**GIVEN INSTRUCTION:** Edit the entries below by replacing "lion cub" with "young lion" wherever it appears, and leave everything else unchanged.

A block of data
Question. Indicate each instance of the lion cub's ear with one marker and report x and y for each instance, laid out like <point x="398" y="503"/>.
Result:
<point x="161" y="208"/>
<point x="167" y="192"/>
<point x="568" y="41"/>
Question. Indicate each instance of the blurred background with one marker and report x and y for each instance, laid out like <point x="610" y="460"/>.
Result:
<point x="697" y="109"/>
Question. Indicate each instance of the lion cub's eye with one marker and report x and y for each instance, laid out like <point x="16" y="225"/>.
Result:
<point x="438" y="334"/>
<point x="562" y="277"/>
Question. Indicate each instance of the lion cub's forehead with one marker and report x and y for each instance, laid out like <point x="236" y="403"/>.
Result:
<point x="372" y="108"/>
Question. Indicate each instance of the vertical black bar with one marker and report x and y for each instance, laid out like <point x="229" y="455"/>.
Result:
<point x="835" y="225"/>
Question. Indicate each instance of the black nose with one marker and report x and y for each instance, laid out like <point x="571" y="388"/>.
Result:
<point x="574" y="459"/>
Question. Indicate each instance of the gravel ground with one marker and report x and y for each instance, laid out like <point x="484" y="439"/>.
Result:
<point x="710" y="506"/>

**OUTPUT FOR THIS EXERCISE:**
Question. Indicate each instance of the young lion's ear with one marker and report x and y for each instance, laid out like <point x="398" y="503"/>.
Result:
<point x="161" y="208"/>
<point x="167" y="192"/>
<point x="568" y="41"/>
Question. Indicate each instance of the blurred background with one marker and report x and y for each instance, laid out like <point x="610" y="460"/>.
Result:
<point x="697" y="109"/>
Question. Indicate each instance of the young lion's eye with one marker and report x and y for each instance, laid out like <point x="16" y="225"/>.
Result:
<point x="438" y="334"/>
<point x="562" y="277"/>
Question. Indicate each instance of the young lion's forehead with one marker and report x and y for each instance, laid out like <point x="236" y="403"/>.
Result:
<point x="372" y="108"/>
Question. Indicate each instance of the vertical black bar with one marker and report x and y for each instance, laid out like <point x="229" y="455"/>.
Result:
<point x="835" y="225"/>
Question. Indicate each instance of the black nose with one marker and report x and y for each instance, laid out like <point x="571" y="388"/>.
Result:
<point x="574" y="459"/>
Question. Indicate each instance of the gravel ground with one marker and report x and y for each instance, laid out like <point x="484" y="439"/>.
Result:
<point x="710" y="506"/>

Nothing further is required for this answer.